_REQUIRED WORK:_ Only lines containing "foam" belong in the answer, each copied from the entries below.

_DATA EXCERPTS:_
=== Section Start ===

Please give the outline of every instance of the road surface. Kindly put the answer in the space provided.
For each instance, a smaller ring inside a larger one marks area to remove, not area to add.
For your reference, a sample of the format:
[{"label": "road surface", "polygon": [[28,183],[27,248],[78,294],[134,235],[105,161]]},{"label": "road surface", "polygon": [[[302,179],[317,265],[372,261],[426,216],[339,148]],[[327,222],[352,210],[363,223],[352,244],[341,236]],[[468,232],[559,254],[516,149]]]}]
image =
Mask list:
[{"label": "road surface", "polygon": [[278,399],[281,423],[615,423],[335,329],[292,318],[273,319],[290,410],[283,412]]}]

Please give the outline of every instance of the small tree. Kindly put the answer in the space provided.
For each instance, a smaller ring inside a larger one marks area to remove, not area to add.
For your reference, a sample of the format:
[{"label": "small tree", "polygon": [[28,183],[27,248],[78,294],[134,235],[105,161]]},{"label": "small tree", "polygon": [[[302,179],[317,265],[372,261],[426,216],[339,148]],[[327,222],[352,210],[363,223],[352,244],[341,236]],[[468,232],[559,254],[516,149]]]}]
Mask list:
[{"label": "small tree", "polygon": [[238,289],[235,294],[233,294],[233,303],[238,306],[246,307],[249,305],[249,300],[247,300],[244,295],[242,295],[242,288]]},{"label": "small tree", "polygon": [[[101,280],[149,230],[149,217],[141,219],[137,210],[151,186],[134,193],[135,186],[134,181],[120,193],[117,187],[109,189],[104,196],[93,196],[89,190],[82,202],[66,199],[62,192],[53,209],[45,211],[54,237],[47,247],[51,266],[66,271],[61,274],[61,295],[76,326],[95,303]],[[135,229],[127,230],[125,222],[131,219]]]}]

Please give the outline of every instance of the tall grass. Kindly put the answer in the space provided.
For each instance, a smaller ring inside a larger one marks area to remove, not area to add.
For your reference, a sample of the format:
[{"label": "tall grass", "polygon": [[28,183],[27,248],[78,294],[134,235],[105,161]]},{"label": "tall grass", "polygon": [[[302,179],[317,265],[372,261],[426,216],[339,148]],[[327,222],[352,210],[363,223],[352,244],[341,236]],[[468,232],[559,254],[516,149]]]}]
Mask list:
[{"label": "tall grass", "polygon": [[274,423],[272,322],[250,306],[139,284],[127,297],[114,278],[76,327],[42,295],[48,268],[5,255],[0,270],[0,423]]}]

=== Section End ===
=== Section Start ===

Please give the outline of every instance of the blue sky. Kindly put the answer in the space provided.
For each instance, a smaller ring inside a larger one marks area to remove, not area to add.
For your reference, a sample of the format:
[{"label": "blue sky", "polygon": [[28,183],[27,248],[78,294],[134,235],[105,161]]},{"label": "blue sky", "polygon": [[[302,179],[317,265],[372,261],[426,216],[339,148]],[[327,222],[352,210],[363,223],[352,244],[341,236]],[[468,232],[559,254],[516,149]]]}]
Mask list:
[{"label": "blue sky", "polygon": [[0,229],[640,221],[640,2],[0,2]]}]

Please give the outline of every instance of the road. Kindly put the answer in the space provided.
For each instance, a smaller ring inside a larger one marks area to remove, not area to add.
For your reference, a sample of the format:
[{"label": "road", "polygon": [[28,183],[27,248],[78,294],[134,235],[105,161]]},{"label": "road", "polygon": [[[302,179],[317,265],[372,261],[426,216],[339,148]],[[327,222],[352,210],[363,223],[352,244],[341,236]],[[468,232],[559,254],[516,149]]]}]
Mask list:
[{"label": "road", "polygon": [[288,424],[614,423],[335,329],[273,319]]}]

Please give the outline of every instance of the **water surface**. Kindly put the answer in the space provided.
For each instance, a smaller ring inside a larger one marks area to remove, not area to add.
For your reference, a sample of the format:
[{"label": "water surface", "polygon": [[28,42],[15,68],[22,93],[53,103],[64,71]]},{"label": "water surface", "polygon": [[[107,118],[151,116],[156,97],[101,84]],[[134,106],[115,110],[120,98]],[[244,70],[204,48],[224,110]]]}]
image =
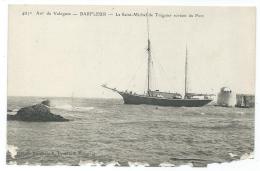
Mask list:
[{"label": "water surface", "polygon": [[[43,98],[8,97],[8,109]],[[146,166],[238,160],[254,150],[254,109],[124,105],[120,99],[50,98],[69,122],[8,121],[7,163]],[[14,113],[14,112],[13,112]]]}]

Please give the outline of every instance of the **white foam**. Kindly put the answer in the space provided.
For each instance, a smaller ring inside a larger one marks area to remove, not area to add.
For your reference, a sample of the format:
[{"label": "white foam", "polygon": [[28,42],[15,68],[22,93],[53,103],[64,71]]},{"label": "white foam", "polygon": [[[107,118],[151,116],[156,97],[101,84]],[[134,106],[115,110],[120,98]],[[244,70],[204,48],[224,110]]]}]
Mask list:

=== Section End ===
=== Section Start ===

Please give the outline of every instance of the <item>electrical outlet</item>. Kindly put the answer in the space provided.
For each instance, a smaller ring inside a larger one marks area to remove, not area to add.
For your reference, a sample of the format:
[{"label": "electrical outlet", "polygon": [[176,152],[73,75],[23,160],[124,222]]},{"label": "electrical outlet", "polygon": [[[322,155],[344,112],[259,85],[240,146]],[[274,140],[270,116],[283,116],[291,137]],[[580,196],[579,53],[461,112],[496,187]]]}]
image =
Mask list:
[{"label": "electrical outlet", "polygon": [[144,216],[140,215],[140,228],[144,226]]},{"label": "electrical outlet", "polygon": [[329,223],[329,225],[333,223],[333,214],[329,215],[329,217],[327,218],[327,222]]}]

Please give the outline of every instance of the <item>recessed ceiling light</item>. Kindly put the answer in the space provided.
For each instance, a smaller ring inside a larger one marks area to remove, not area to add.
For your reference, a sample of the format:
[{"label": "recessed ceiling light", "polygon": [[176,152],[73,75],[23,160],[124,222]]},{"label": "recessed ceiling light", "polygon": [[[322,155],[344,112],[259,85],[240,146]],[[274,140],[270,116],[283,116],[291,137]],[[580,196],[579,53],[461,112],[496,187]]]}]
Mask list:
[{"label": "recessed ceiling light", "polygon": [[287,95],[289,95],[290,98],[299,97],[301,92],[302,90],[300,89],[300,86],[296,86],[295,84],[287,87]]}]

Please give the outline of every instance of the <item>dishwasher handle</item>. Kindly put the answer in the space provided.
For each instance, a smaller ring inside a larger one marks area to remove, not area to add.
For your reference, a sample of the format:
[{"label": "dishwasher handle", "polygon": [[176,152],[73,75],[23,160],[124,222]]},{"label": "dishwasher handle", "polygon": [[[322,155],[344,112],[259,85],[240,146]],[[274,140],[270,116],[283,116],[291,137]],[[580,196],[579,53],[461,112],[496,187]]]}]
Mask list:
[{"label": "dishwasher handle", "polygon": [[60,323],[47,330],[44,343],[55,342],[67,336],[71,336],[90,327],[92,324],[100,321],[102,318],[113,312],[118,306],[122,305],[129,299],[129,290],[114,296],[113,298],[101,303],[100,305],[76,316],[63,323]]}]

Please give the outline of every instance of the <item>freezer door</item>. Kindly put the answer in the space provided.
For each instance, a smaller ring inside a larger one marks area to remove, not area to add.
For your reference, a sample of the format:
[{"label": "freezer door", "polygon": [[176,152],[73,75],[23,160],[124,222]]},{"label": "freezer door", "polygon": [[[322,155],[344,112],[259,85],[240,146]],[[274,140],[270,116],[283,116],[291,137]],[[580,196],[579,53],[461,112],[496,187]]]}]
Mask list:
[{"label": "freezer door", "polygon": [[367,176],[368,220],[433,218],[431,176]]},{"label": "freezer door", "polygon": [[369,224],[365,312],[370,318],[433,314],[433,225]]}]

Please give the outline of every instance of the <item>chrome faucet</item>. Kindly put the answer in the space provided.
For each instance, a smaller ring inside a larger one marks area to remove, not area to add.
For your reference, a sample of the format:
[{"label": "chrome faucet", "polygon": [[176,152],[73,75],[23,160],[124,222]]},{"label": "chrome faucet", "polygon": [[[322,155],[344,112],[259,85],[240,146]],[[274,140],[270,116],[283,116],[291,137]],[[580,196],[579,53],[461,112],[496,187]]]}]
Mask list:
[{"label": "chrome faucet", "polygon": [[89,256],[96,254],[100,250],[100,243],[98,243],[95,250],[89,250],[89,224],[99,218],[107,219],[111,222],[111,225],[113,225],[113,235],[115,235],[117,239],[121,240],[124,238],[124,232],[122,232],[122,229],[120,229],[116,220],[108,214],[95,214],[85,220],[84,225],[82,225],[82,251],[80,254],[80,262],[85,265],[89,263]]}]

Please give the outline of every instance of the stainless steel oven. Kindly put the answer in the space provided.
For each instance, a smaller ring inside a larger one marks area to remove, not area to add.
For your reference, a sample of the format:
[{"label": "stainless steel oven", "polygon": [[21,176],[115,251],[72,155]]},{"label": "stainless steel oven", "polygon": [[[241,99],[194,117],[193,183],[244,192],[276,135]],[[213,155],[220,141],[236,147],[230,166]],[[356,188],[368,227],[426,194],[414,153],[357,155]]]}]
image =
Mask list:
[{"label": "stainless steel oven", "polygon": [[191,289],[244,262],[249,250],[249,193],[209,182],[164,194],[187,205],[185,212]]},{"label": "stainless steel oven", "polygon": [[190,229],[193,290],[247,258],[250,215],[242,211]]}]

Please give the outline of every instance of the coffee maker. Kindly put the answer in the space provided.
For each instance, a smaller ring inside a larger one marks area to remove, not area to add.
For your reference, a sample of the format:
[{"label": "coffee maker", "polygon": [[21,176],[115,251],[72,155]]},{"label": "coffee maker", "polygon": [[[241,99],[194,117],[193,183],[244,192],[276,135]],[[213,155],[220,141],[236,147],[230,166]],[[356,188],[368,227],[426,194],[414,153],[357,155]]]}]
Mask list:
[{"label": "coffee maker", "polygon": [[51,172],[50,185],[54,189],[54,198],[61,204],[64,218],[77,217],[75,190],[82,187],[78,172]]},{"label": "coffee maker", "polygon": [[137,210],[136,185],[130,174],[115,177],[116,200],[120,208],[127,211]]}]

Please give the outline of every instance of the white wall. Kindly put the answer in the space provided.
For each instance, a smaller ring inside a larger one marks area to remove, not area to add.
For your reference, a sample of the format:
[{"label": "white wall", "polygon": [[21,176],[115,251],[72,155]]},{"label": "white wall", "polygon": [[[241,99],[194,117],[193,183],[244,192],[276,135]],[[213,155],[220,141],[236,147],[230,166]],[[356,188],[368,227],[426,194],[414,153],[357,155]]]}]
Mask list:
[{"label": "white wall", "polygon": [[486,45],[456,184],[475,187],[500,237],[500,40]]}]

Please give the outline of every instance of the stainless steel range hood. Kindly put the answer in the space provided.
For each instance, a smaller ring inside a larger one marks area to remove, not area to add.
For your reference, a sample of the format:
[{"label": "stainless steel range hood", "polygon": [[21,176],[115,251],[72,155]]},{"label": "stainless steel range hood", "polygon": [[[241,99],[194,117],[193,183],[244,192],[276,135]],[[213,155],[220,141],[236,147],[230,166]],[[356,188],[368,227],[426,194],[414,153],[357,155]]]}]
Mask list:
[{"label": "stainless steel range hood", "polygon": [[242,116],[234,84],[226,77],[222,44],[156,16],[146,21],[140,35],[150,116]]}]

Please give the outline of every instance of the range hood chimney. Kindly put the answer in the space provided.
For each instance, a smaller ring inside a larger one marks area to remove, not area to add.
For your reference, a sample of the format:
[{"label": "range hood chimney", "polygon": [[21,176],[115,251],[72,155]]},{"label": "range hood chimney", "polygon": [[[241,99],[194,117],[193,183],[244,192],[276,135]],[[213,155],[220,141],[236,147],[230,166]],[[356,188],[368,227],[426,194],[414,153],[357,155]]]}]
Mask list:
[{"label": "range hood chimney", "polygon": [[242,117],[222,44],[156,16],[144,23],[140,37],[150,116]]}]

=== Section End ===

_EXERCISE ANSWER:_
Please give the outline of every instance of the **white foam**. Kindly put the answer in the space provided.
[{"label": "white foam", "polygon": [[28,42],[15,68],[22,93],[53,103],[64,71]]},{"label": "white foam", "polygon": [[[107,118],[151,116],[156,97],[101,84]],[[134,106],[115,110],[120,98]],[[244,70],[204,48],[224,110]]]}]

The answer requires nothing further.